-- Task to complete --
The expected output is the line with "the lace wedding" followed by every remaining line of the entries, all repeated exactly.

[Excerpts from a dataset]
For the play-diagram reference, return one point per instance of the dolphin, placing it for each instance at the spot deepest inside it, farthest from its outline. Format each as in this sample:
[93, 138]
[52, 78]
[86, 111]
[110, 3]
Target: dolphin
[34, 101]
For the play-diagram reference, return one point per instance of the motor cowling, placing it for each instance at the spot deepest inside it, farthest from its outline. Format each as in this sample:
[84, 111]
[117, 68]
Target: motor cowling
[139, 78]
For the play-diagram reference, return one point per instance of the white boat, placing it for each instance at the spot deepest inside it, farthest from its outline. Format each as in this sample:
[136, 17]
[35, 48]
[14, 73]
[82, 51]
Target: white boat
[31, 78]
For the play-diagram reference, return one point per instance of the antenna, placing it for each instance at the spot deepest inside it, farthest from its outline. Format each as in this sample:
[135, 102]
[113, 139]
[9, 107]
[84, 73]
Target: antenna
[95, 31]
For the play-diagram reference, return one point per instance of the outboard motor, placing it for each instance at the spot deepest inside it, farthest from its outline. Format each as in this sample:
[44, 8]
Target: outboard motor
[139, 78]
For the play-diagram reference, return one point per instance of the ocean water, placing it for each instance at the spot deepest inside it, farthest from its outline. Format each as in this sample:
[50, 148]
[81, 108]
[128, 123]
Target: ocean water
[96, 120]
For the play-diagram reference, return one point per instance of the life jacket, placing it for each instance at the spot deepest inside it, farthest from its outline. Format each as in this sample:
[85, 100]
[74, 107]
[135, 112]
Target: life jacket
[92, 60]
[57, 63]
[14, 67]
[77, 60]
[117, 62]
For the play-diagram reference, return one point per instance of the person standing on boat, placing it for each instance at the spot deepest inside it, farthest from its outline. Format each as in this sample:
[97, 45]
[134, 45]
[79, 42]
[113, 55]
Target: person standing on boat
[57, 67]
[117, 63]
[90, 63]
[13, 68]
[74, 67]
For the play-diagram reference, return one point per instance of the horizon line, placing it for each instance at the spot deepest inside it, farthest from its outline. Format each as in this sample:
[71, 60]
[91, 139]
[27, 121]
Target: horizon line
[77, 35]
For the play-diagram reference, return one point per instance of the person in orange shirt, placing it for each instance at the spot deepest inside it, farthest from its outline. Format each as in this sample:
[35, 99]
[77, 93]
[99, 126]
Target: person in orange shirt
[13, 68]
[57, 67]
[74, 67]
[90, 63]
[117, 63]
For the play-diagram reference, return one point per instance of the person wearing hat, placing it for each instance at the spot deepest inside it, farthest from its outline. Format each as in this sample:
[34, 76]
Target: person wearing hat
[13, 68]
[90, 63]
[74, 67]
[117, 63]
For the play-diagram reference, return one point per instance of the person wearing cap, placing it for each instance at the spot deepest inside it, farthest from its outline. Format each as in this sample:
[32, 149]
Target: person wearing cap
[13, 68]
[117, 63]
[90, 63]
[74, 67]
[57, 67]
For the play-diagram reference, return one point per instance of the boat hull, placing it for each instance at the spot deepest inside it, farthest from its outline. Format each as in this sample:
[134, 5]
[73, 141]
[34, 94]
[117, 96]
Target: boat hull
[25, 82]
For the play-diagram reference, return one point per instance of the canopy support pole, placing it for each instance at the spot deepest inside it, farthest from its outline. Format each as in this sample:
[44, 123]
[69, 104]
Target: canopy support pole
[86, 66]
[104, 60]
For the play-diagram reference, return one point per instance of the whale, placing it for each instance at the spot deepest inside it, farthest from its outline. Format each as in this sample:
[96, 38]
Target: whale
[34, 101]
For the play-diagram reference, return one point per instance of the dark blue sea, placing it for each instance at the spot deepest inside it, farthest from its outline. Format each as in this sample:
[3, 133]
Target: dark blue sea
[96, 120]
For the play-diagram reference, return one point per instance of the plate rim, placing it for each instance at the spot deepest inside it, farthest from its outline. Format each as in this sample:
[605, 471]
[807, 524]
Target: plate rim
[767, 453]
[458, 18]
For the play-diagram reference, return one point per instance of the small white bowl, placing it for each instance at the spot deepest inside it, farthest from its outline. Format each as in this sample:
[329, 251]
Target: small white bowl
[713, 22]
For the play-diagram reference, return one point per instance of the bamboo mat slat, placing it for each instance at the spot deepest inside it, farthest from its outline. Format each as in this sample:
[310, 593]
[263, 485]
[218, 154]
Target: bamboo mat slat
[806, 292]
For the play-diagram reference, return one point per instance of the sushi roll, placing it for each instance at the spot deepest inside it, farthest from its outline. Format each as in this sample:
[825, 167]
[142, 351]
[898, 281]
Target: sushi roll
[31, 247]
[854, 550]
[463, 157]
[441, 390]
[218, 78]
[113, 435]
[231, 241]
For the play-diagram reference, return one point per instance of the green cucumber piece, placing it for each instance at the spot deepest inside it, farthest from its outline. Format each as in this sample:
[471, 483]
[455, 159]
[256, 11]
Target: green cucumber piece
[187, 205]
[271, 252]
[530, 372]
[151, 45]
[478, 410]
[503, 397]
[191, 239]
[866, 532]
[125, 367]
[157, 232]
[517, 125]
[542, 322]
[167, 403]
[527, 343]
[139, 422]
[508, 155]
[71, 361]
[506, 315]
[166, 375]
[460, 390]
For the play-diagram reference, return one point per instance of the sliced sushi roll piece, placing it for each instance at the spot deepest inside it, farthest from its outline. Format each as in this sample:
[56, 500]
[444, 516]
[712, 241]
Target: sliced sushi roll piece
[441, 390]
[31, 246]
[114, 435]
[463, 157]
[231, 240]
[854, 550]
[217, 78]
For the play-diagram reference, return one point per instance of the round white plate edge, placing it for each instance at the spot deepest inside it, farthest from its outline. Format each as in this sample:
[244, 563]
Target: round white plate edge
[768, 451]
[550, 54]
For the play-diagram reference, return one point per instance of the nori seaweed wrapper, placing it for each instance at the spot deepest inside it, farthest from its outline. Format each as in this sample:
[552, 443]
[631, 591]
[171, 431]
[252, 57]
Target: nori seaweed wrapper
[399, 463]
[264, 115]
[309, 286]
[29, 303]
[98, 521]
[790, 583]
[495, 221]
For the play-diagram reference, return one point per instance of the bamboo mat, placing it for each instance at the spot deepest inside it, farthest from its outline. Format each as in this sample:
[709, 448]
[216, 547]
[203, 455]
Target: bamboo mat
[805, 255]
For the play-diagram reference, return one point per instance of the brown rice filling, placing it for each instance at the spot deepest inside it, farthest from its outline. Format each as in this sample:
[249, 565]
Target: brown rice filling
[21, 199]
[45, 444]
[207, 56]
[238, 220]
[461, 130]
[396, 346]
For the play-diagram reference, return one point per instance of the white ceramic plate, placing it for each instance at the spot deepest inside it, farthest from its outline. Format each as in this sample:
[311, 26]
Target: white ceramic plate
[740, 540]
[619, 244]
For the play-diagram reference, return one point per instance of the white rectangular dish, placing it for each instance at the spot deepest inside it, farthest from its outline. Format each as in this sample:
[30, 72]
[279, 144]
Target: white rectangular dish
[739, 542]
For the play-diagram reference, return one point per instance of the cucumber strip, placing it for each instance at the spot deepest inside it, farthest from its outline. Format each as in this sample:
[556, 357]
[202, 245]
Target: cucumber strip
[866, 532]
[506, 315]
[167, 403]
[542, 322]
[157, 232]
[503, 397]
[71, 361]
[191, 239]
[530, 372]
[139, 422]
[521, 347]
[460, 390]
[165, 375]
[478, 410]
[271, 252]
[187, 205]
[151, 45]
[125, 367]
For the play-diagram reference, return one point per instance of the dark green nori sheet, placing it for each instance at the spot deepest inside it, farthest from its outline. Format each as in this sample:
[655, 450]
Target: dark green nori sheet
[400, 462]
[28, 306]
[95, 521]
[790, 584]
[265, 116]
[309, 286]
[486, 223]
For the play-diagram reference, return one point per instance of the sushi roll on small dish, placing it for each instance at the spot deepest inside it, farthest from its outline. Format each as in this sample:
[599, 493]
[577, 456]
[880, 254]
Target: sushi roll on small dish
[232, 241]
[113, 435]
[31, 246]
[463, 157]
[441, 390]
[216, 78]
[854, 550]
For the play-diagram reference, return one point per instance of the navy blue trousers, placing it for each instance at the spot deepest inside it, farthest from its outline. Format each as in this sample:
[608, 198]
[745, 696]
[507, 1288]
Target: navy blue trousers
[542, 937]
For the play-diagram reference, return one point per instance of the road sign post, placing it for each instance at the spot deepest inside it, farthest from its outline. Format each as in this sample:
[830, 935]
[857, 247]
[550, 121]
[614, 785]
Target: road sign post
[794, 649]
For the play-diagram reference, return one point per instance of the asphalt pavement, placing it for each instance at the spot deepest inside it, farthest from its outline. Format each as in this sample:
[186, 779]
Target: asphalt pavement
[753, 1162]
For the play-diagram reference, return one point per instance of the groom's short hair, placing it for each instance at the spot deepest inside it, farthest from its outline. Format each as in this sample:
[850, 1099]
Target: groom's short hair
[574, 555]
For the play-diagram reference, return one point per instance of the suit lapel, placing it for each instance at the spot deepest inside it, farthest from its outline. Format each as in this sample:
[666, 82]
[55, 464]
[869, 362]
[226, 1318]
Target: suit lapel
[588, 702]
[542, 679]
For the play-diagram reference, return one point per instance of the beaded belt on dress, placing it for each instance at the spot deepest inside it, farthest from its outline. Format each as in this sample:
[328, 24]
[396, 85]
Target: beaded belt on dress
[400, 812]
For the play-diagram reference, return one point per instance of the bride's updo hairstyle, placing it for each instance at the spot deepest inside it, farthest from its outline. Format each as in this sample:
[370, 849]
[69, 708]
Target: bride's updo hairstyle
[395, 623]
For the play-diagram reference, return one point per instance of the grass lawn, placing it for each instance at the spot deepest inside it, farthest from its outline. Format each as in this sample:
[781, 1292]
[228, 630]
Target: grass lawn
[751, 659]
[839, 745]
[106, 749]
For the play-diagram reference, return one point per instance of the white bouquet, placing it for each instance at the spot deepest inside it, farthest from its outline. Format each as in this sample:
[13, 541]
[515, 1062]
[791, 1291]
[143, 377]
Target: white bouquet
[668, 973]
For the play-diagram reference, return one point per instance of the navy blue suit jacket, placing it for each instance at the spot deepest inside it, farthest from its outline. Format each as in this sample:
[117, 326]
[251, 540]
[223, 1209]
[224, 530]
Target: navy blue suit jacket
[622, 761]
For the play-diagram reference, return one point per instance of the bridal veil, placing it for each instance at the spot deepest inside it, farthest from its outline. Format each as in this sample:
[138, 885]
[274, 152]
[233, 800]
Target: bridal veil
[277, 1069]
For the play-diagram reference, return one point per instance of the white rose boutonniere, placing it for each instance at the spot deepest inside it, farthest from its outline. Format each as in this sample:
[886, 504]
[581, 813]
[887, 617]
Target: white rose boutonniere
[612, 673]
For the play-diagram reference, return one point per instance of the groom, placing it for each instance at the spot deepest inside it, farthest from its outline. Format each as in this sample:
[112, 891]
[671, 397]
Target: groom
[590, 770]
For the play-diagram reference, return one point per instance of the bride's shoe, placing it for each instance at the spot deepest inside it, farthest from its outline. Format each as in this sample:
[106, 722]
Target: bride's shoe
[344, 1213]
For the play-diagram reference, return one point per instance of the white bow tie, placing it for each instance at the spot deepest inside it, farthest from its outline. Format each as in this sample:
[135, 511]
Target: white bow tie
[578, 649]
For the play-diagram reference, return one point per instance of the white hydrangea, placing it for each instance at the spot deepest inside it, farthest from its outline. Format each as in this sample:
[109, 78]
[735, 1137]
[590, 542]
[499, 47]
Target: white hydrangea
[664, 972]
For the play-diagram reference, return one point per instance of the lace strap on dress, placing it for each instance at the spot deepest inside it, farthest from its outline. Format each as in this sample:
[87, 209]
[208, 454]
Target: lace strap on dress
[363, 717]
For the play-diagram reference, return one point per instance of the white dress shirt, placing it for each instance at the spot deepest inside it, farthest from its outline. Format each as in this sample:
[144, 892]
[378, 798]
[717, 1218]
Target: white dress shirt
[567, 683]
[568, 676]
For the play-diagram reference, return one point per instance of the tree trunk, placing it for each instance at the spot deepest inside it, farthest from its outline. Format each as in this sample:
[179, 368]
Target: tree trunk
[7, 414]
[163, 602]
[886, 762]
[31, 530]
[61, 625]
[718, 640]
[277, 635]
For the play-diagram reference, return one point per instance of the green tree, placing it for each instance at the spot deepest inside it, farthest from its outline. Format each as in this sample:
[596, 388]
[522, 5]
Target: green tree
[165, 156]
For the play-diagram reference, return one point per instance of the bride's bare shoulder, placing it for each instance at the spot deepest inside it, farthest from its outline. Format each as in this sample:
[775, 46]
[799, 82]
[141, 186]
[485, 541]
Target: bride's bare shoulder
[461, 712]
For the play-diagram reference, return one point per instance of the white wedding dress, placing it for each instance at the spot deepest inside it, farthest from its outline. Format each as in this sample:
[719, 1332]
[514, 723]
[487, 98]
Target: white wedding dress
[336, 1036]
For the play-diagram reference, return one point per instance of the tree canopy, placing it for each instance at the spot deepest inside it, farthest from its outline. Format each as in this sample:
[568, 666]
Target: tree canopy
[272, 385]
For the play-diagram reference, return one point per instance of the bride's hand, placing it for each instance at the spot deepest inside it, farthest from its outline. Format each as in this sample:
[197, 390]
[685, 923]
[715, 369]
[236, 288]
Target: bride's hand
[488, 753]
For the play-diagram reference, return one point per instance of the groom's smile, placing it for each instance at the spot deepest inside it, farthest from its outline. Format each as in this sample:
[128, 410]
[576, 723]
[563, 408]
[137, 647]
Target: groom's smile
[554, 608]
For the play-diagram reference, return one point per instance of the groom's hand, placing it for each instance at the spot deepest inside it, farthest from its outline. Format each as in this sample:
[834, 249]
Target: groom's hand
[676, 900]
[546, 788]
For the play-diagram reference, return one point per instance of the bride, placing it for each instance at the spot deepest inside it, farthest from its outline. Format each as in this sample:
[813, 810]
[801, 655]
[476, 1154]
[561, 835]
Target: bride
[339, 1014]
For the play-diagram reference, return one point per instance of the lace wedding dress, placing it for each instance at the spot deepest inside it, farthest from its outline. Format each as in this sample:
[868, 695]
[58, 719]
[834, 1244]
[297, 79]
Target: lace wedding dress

-- Completed task --
For the play-diagram reference, return one point per instance of the lace wedding dress, placing it for each instance at the spot deepest inside it, farthest from its outline. Format each as in this sample:
[868, 695]
[58, 719]
[834, 1244]
[297, 79]
Target: lace wedding dress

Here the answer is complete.